+++ Passage for review

Next was the goats. It's a petting area where you can go in and pet and feed them. Well, we were petting the goats and Aurora gave a couple of them hugs. We went to the furthest side of the fenced in area (in the corner) to see if we could pet the llama.
That is when it happened. The goat came over and started humping my leg. The thing was chest level on me. I have three bruises on my inner thighs from trying to get the thing off of me.
Brett had Aurora in his arms so he couldn't really help me and my mom was outside of the area.
I was on my own and fighting the goat.
Damn thing...
I felt violated.
Anyways... went the see the llama in the proper area. And fed the goats and llama from outside the fence so we didn't get mauled.
Saw chickens.
After, we went to the barn. Aurora heard a donkey make the loud noise it does. I can't remember all to spell it. Bray? Is that right?
We went to see the pony in the stall but Aurora didn't get to see it long because of that um extra appendage? LOL! I seriously didn't care to explain the difference between boys and girls yesterday.
Saw the hog and barn owls. Brett and her got to see the hawk while my mom and I headed up the hill.
Oh and before we started on the outside area to see the bears... we saw different kind of frogs, salamanders, snakes, birds, and two types of monkeys. Oh and meerkats!
Aurora was eye level with a spider monkey, thanks to her daddy! ♥
When seeing the lemurs she was telling the one to saw his food with her. It was cute and sweet.
We went into the train room for a few since it was almost closing time.
And left there.
From the zoo, we went to the lake and playground area.
=)
We went on a paddle boat for $5.65 for all four of us. Aurora and I wore lift-jackets. We spent an hour out there on the pond... lake... whatever it is. She was trying to paddle it with me and was also playing in the water. We chased ducks in the water and went towards the fountain too. We got wet. LOL!
After getting off, we went to the playground. We stayed there for what seemed like forever. It was only about an hour though. Aurora wouldn't talk to the other kids but was playing with them and starting to learn to take turns and things.

++++++

→ Problems to solve:
1 – In the account of the zoo and lake outing, why could neither Brett nor the writer's mom help with the goat? Answer in one to three sentences.
2 – Write the next part of the account of the zoo and lake outing, picking up after the playground paragraph.

+++ Dataset records

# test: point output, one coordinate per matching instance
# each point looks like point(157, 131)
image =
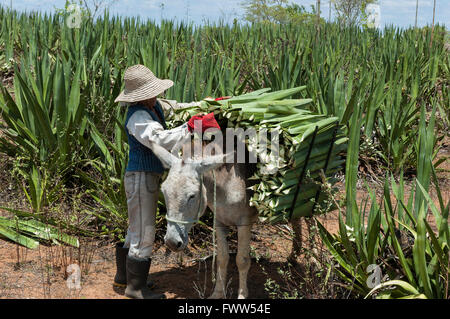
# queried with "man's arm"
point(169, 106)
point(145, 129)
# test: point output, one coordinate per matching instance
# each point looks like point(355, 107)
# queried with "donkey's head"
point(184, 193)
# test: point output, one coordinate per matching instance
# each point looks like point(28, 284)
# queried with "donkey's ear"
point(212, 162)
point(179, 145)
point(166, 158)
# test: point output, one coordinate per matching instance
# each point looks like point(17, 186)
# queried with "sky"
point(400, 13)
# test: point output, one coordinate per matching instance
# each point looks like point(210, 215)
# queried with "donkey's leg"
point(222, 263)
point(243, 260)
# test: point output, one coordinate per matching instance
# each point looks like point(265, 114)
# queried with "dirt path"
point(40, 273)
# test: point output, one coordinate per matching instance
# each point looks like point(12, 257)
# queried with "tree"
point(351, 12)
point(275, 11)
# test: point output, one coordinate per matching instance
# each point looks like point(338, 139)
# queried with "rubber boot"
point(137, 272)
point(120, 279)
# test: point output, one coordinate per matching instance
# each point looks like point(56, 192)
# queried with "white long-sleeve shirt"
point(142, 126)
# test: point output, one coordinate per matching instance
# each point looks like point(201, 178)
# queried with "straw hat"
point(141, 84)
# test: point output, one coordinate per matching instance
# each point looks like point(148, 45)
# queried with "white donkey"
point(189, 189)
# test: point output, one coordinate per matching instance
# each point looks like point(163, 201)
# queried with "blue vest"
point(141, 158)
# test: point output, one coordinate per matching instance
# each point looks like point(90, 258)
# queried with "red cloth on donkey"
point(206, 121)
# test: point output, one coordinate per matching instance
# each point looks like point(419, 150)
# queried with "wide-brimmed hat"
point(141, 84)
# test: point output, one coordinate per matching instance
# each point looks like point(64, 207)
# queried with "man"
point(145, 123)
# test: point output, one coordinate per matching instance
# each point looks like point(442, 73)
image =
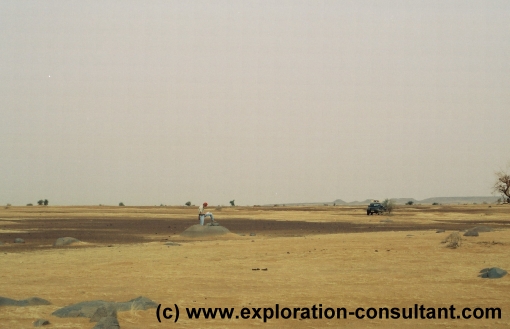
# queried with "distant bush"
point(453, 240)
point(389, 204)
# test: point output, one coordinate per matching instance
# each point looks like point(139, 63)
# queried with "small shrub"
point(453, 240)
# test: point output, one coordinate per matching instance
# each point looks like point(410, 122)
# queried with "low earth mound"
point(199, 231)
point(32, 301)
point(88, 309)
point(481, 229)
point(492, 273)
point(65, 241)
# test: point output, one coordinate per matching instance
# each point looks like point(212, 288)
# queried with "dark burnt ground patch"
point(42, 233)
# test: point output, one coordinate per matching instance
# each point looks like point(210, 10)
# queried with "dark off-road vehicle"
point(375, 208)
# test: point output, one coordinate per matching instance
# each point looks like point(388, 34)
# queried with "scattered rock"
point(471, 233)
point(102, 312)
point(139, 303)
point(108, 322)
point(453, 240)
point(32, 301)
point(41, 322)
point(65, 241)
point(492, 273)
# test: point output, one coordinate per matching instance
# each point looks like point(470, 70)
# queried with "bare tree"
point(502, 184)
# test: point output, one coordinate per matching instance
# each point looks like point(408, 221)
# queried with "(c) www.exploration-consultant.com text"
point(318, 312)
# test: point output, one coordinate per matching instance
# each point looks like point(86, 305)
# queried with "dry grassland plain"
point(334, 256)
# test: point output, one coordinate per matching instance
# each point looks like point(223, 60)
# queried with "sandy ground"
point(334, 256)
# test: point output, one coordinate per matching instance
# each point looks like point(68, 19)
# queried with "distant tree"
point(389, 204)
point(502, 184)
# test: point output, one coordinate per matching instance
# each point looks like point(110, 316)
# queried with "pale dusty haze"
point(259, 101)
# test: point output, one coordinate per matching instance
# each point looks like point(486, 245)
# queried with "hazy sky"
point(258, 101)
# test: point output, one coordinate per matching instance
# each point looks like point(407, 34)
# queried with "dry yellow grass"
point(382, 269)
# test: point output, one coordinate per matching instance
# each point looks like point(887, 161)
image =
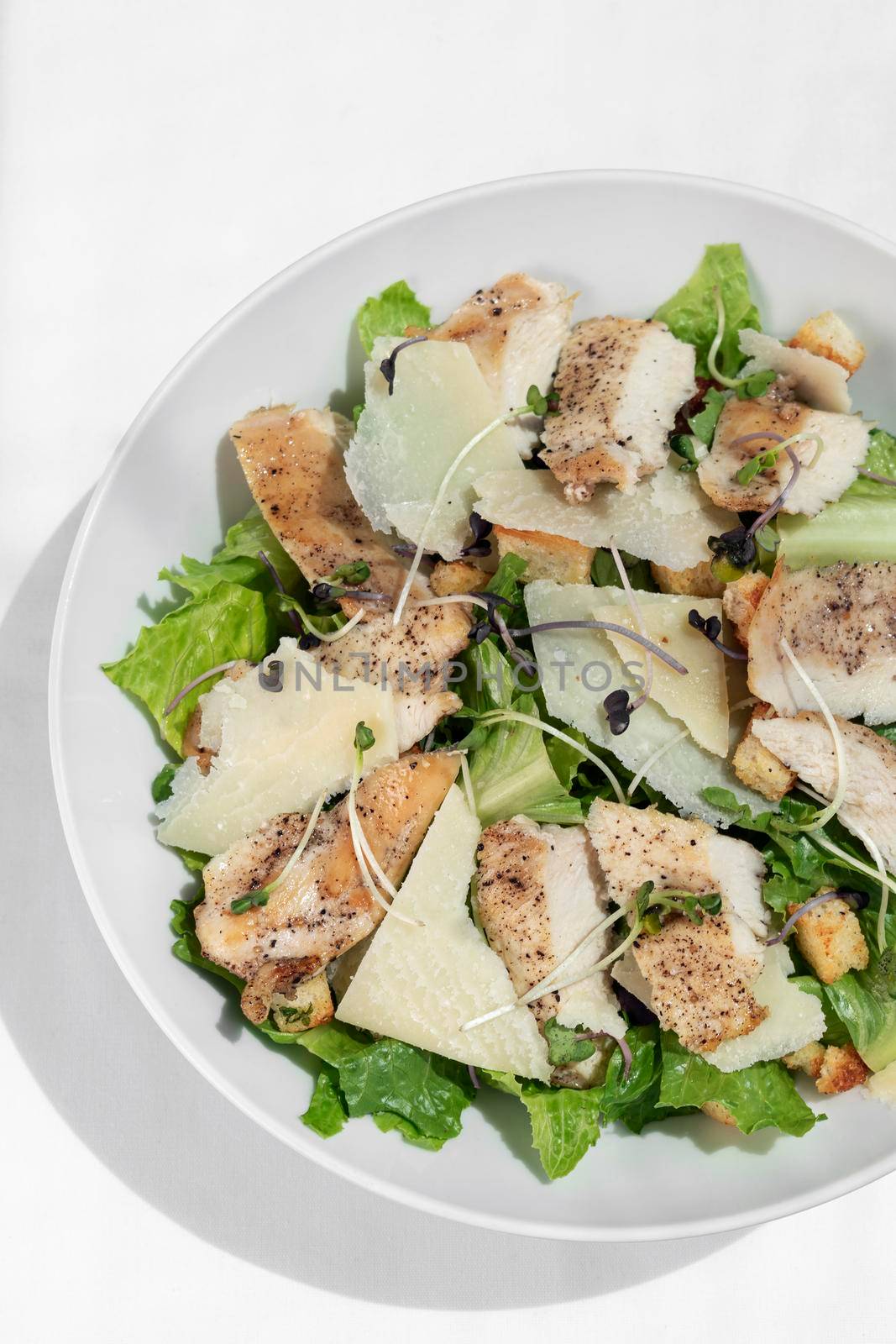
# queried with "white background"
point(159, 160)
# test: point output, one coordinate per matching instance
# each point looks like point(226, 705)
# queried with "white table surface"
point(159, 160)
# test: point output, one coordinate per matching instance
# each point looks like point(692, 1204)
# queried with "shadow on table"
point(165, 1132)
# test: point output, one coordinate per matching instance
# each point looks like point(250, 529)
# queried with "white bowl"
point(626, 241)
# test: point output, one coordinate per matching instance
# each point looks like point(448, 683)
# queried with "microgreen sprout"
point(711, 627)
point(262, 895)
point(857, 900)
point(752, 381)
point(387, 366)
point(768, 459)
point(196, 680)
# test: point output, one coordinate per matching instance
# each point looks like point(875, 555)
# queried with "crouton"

++++++

→ Responses to the tasks:
1 – Brett was holding Aurora in his arms, so he couldn't really help. The writer's mom was outside the fenced area.

2 –
When we left, she was screaming... of course.
... We all knew it was coming.
I'm still tired and hurting. I have an appointment today with my therapist.
So even though yesterday morning and Monday I was cleaning insanely, I've still been cleaning today and trying to unclutter our apartment.
I've put fabric skirt type things around Brett's small table for him and his homework and the coffee table so we can store things under there in baskets... like Aurora's toys and stuff!
LOL!
I can't wait to put Aurora down for her nap after we finish watching "Another Cinderella Story." I need to wait until Brett gets home to get a shower. Until then... I'm just cleaning and trying to do some homework.
I haven't been able to get on here much. The last time I was on here... Aurora almost cleared my whole journal. I wish there was a requirement for the clearing of it. But eh... Cancer has enough to deal with, I'm sure.
I haven't been getting on here that much. Honestly, I just can't be bothered. I miss reading the journals that I usually go to and the friends that I do talk to.
I miss Frankie tons. ♥
I started my classes on Monday.
On Saturday, my mom and sister took Aurora to a water park with them. It's indoors so no sunburn or worry about the weather.
I've been sick as a dog and under the weather. I've been honestly sleeping much of the day away for a week or so now with the medicines I'm on.
I haven't vomited or gotten sick today so maybe I'm finally getting over it.
I'm a little saddened that the two weeks I was off, I didn't get much that I set out to do, done.
However, I'm moving on.
No sense crying over it and I already know that.
You know, I hate the fact that I miss you at times. I miss the feel of your body next to mine and the taste of your kiss. I happen to miss the way your body tensed when I bit you and when I scratched. I miss the whispers in my ear and the hopes of the next time. I miss you and sadly, I hate some of the memories but I wouldn't change it for the world. Thank you.
I still love you but I don't like to admit it. ♥
Now that is off my chest, I may be able to concentrate on setting up my list for tomorrow. I'm hoping to not have to take the pearl thing to be able to breath without coughing up a storm. It makes me sleep.
I want to make a big dent in my classwork and what I want to get completed this week as far as going through things in the living room.
No matter what is thrown my way anymore, I'm going to tackle it and move the heck on taking the lessons with me.
I know that you don't like being sick. But ytou are getting better.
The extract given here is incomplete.